----- INPUT DATA

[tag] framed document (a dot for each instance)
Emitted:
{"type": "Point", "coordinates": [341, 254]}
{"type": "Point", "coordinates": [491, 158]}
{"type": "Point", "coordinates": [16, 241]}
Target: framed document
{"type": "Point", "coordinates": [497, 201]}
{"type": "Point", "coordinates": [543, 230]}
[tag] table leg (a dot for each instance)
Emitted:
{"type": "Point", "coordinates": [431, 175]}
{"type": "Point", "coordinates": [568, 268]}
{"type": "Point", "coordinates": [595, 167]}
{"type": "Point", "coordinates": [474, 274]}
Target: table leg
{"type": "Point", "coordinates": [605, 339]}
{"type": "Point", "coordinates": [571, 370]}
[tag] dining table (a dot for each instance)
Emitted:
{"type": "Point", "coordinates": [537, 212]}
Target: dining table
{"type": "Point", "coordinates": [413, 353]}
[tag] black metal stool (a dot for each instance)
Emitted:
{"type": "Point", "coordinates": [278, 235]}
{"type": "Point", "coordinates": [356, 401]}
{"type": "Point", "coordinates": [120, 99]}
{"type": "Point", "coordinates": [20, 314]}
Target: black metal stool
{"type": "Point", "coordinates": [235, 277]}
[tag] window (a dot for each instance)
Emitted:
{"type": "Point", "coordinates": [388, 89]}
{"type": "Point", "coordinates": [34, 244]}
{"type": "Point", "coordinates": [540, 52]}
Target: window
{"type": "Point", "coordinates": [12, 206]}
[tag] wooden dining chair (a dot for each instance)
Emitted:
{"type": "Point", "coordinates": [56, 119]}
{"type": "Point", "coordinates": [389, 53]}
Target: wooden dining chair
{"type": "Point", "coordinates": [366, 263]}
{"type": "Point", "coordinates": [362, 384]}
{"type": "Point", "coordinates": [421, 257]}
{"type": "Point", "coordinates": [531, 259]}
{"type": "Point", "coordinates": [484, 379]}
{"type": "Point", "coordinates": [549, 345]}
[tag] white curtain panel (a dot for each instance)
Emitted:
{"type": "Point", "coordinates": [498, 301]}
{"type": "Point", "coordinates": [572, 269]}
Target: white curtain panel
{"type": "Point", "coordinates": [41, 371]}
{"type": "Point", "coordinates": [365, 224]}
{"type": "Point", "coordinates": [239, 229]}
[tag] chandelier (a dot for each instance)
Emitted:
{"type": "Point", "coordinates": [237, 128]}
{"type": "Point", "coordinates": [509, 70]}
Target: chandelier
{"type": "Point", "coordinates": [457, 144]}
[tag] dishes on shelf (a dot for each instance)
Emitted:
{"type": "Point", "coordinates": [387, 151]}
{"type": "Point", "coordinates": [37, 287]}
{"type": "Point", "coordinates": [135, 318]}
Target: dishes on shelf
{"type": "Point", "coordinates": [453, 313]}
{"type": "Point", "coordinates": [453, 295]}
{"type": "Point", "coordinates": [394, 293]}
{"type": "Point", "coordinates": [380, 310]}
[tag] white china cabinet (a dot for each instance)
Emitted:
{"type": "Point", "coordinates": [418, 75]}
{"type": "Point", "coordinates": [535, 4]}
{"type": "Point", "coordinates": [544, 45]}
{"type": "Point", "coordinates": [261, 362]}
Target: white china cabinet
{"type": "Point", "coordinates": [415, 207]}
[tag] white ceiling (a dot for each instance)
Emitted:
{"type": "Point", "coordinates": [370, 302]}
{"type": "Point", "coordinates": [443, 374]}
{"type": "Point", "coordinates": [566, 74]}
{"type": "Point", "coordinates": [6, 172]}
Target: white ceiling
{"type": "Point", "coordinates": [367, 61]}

----------
----- INPUT DATA

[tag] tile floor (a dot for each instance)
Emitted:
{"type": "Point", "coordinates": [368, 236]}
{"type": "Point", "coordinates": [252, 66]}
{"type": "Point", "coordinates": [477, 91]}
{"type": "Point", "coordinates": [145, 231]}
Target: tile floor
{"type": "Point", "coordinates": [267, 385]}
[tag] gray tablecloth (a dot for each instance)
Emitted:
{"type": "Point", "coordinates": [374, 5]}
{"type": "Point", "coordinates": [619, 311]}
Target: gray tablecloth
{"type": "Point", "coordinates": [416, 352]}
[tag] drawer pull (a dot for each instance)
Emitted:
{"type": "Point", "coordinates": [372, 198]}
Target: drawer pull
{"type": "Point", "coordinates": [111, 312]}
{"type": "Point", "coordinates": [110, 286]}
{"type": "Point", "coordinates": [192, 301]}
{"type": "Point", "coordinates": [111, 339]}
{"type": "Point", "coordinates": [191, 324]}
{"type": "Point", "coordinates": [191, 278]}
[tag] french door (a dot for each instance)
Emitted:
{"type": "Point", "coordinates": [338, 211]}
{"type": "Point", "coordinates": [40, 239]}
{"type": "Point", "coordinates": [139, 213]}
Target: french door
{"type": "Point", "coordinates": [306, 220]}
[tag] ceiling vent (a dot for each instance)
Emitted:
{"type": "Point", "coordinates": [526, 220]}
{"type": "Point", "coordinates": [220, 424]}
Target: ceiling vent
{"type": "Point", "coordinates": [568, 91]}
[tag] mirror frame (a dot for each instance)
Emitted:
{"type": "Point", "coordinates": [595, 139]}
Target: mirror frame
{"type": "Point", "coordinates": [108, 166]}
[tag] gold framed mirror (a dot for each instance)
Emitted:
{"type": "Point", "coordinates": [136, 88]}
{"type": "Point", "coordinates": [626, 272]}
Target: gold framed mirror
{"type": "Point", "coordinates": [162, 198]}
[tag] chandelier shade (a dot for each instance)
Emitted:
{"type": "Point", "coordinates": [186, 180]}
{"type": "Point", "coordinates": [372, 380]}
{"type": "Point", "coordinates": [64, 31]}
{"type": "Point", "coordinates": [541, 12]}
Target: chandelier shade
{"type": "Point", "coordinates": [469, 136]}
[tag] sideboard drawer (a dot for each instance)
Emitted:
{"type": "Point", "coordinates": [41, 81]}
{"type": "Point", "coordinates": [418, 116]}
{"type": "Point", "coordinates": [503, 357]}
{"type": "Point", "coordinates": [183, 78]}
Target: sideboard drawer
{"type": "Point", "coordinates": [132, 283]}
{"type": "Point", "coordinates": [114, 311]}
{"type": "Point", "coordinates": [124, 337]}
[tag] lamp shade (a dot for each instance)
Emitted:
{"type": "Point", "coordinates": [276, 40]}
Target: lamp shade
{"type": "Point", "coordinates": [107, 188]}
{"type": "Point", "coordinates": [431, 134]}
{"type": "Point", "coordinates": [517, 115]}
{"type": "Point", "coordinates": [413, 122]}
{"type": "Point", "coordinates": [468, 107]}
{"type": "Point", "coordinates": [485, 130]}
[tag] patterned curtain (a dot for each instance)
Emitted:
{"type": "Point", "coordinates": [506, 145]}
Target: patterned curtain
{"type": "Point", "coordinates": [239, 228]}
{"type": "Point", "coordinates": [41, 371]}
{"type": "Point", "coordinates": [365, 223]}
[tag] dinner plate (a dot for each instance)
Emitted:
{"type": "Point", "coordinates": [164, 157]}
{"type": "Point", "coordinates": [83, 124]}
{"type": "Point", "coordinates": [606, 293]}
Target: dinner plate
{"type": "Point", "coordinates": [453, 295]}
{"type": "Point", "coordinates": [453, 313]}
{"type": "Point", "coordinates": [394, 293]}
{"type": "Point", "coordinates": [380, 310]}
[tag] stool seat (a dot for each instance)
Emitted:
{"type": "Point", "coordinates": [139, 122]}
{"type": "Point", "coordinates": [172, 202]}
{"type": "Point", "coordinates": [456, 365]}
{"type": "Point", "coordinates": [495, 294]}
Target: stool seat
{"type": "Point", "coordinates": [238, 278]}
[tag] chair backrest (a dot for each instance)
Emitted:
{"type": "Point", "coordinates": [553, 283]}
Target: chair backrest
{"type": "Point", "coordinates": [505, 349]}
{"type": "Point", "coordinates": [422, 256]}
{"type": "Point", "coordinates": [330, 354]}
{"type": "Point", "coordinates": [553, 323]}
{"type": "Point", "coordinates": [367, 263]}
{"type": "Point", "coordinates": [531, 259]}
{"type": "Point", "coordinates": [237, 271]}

----------

### WHAT YOU SHOULD DO
The answer is the run of lines above from the line containing "Target: white curtain panel" through the line containing "[tag] dishes on", copied exactly and alone.

### WRITTEN SOLUTION
Target: white curtain panel
{"type": "Point", "coordinates": [41, 371]}
{"type": "Point", "coordinates": [365, 224]}
{"type": "Point", "coordinates": [239, 229]}
[tag] chandelier (a dot for each instance)
Emitted:
{"type": "Point", "coordinates": [237, 128]}
{"type": "Point", "coordinates": [509, 70]}
Target: chandelier
{"type": "Point", "coordinates": [457, 144]}
[tag] dishes on shelf (a dot for each instance)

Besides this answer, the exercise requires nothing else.